**Spatial annotation records**
[BEGIN]

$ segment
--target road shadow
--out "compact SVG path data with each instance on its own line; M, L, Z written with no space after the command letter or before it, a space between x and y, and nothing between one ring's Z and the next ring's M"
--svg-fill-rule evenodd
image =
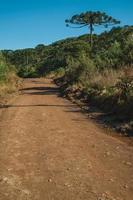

[END]

**DIRECTIVE**
Recast every line of the rows above as a JSON list of strings with one string per line, omitting blank lines and leaving the pictures out.

**COMPLETED EXERCISE**
[
  "$ segment",
  "--target road shadow",
  "--out \"compact SVG path data with each instance on its own line; M, L, Z written with no space after the command letter or before it, a space between x and y, and nothing between one ring's Z and the next ring's M\"",
  "--svg-fill-rule evenodd",
  "image ="
]